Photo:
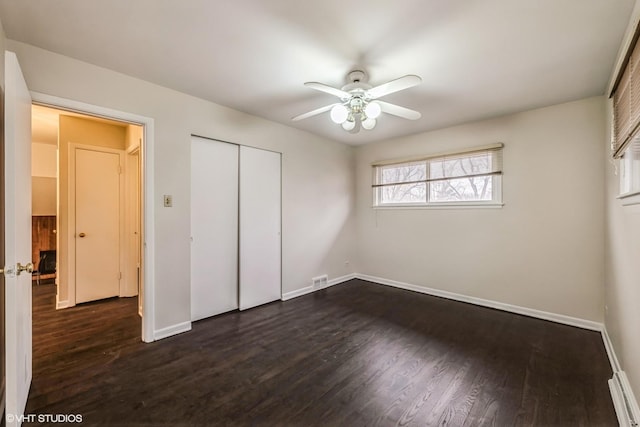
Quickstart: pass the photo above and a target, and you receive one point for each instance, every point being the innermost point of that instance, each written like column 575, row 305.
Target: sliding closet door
column 260, row 219
column 214, row 227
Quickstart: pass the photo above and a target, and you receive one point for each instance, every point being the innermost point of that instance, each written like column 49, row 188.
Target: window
column 469, row 177
column 626, row 124
column 630, row 169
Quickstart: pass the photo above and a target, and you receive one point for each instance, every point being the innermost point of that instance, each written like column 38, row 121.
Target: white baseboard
column 558, row 318
column 608, row 346
column 624, row 401
column 63, row 304
column 171, row 330
column 309, row 289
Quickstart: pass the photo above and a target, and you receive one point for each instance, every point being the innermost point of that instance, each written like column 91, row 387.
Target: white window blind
column 626, row 102
column 471, row 176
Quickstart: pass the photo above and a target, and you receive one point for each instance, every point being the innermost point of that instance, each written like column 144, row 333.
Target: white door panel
column 214, row 227
column 97, row 224
column 17, row 238
column 260, row 222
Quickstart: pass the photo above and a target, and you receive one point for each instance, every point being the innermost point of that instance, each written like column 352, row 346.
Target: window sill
column 629, row 199
column 442, row 206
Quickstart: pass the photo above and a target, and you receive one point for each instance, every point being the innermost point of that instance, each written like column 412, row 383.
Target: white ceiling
column 477, row 58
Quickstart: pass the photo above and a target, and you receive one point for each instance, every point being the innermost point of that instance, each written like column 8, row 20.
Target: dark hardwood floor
column 357, row 354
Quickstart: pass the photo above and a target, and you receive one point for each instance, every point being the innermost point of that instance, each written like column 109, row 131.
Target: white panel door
column 260, row 221
column 97, row 224
column 17, row 158
column 214, row 227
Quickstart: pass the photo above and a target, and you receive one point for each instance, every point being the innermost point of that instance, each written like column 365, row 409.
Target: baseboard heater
column 623, row 400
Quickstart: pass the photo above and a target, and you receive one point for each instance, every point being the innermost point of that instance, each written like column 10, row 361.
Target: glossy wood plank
column 357, row 354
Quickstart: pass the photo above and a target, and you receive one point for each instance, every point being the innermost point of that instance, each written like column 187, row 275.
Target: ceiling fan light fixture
column 369, row 123
column 339, row 113
column 373, row 110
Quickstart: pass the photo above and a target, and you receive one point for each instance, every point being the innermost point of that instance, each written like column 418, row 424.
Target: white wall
column 622, row 250
column 543, row 250
column 622, row 277
column 43, row 181
column 317, row 178
column 44, row 161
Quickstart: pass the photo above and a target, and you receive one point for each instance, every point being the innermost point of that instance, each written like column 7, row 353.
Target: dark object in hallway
column 352, row 355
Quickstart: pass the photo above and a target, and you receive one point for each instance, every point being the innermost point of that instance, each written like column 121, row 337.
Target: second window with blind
column 464, row 178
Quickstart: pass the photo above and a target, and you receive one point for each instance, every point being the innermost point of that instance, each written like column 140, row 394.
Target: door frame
column 147, row 190
column 71, row 228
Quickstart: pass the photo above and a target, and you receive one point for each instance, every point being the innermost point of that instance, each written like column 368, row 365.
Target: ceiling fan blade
column 314, row 112
column 328, row 89
column 399, row 111
column 396, row 85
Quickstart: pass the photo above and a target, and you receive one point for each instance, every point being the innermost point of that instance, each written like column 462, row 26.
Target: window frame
column 496, row 200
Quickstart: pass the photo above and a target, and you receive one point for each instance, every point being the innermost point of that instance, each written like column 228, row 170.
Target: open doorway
column 87, row 210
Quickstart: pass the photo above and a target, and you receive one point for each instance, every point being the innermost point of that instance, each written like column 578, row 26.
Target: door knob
column 20, row 268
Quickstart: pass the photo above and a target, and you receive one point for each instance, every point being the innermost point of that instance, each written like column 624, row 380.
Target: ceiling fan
column 359, row 104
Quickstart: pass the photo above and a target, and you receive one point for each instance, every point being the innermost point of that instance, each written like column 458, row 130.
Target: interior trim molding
column 148, row 200
column 624, row 402
column 169, row 331
column 309, row 289
column 539, row 314
column 611, row 353
column 63, row 304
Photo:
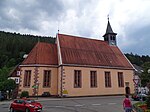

━━━

* **TASK GOAL**
Reproduce the lines verbatim, beginning with the line that contains "352, row 346." and ending after the line that contains "column 442, row 206".

* **FINAL ANSWER**
Quickstart: pass the photo above and a target, and you receive one point for each instance, every point being the innermost point of that instance, each written like column 352, row 346.
Target: window sill
column 629, row 199
column 442, row 206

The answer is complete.